• **INSTRUCTIONS FOR THE TASK**: Revise the lines from the one containing "the white wall" through the end of the records, replacing "pixel coordinates" with "pixel position" and leaving everything else unchanged.

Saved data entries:
-*-
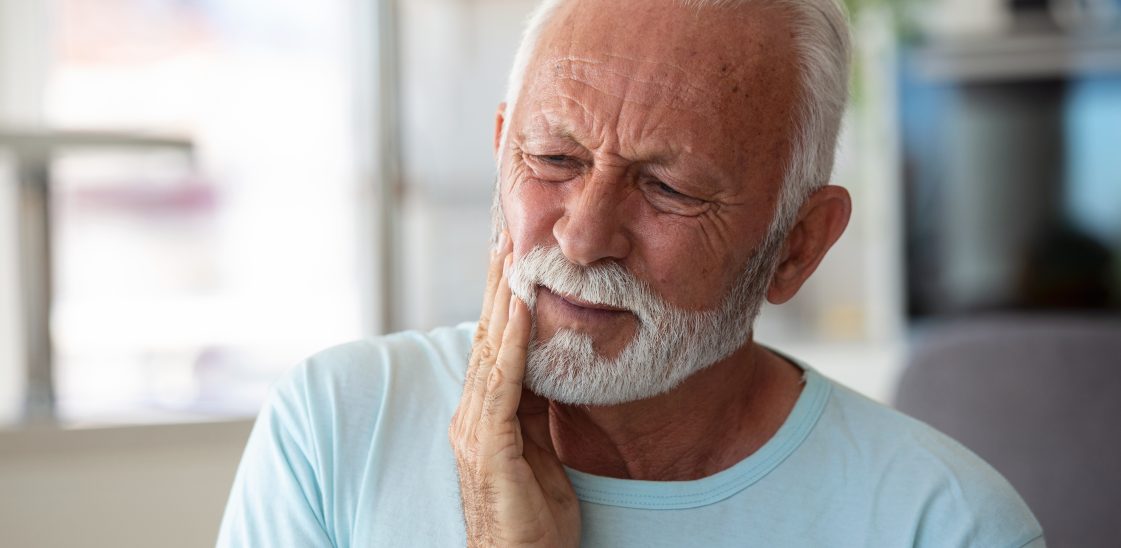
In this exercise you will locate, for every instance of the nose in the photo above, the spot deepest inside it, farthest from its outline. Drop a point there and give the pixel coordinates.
(593, 224)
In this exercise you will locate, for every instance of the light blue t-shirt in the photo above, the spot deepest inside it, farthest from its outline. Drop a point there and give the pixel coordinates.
(351, 449)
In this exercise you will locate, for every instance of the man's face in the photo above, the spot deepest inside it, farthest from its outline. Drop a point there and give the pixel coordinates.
(654, 138)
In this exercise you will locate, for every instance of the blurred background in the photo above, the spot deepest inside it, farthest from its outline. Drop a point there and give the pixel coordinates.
(197, 194)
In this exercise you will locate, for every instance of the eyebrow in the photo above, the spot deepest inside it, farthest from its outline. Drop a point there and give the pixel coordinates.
(697, 168)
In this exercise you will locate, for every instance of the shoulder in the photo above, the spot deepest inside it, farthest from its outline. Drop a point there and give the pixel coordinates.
(337, 400)
(957, 499)
(366, 368)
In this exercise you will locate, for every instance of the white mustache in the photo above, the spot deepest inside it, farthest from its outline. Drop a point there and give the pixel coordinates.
(609, 284)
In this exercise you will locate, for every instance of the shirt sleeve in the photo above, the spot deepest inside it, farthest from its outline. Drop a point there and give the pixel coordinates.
(276, 499)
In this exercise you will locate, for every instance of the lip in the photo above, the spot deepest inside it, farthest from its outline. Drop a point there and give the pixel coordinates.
(583, 304)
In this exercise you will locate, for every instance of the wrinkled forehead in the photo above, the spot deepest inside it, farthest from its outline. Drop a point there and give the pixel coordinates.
(663, 43)
(733, 66)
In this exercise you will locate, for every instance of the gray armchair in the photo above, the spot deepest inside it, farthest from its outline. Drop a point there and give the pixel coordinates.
(1039, 398)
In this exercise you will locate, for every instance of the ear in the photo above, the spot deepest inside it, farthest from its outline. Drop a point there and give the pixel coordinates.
(821, 222)
(499, 123)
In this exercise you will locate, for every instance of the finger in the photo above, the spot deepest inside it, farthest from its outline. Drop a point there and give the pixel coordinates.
(503, 384)
(493, 276)
(500, 308)
(493, 281)
(492, 345)
(534, 415)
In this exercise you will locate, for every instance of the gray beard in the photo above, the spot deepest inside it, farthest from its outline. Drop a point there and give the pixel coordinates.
(670, 344)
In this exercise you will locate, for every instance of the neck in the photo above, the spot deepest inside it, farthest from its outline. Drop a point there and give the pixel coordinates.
(714, 419)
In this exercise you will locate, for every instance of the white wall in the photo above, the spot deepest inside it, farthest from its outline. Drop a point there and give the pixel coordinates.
(120, 488)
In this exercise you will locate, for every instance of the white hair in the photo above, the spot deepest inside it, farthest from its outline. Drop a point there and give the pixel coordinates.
(821, 36)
-*-
• **OUTPUT FOR THIS EXERCISE**:
In this exercise you will locate, for every instance of the white wall in the photo above, the spot deepest inside it, farthest from its outline. Drop a point there and give the pixel position.
(120, 488)
In this exercise you will locate, for every instance of the white hair in the photo above, the spot deepest inside it, farthest from its outline. Drop a point there and give the pixel position.
(821, 36)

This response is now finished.